Exercise directions
Copy the passage on the Hashkiveinu prayer from "Yes, there is" up to and including "leads to resurrection.", substituting "the next morning" for "the following morning".

Nightly rehearsal for resurrection

There’s this Jewish prayer I like very much called the Hashkiveinu.

Here’s the text of it:

Lie us down to peace, Adonai our God, and raise us up to life, our king (protector), and spread over us the shelter of your peace, and direct us with good advice before You, and save us for the sake of your name, and look out for us, and keep enemies, plagues swords, famines, and troubles from our midst, and remove Satan from in front of us and from behind us, and cradle us in the shadow of your wings, for You are God who guards us and saves us, for You are God. Our gracious and merciful king (protector). Guard our departure and our arrival to life and to peace, from now and ever more.

Isn’t it remarkable to contemplate being “raised up to life” before falling asleep?

Yes, there is the hope in being raised to “this same life” the following morning. But the prayer is also evocative of being raised to everlasting life. As sleep seems to be a death but actually leads to a new day, so death seems to be an end but leads to resurrection.

Excerpted data
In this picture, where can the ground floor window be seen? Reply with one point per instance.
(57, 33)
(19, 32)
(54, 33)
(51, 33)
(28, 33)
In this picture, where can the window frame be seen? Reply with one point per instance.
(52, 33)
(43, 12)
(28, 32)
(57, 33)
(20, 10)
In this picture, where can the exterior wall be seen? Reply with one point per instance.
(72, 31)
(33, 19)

* * *

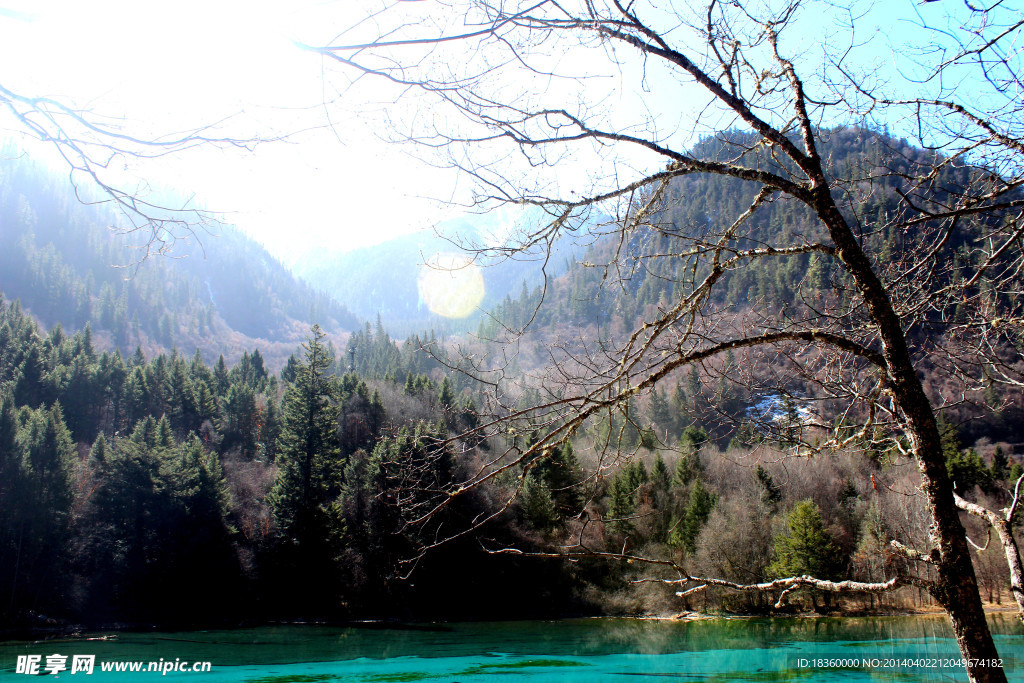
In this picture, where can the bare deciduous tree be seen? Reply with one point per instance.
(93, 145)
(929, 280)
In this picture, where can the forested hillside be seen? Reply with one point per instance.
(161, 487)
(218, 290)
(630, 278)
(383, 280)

* * *

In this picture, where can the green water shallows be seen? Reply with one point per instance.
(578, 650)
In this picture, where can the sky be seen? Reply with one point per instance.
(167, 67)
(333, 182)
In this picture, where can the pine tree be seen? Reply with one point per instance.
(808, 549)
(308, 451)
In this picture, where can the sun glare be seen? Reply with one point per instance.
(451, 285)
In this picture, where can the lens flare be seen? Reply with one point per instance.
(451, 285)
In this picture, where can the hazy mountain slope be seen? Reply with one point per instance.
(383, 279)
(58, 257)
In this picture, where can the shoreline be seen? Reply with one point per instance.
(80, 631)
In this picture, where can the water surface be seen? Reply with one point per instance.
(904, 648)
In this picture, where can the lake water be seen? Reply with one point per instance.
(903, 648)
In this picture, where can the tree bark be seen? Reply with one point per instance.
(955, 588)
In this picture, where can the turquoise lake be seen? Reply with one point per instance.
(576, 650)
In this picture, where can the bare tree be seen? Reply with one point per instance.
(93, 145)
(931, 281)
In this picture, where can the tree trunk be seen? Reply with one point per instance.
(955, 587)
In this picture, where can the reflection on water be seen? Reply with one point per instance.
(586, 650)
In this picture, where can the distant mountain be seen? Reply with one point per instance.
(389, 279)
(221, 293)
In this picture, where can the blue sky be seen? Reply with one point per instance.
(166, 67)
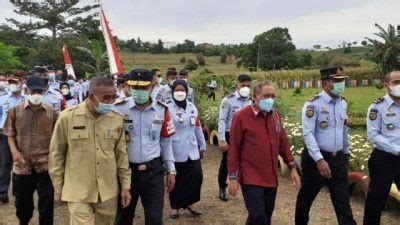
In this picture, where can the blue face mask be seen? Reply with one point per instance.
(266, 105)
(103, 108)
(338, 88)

Result of this exercise
Yes, there is the hope in being raised to “this same life” the next morning. But the prayer is also evocative of being raised to everlasting life. As sleep seems to be a death but actually leads to a new day, so death seems to be an end but leads to resurrection.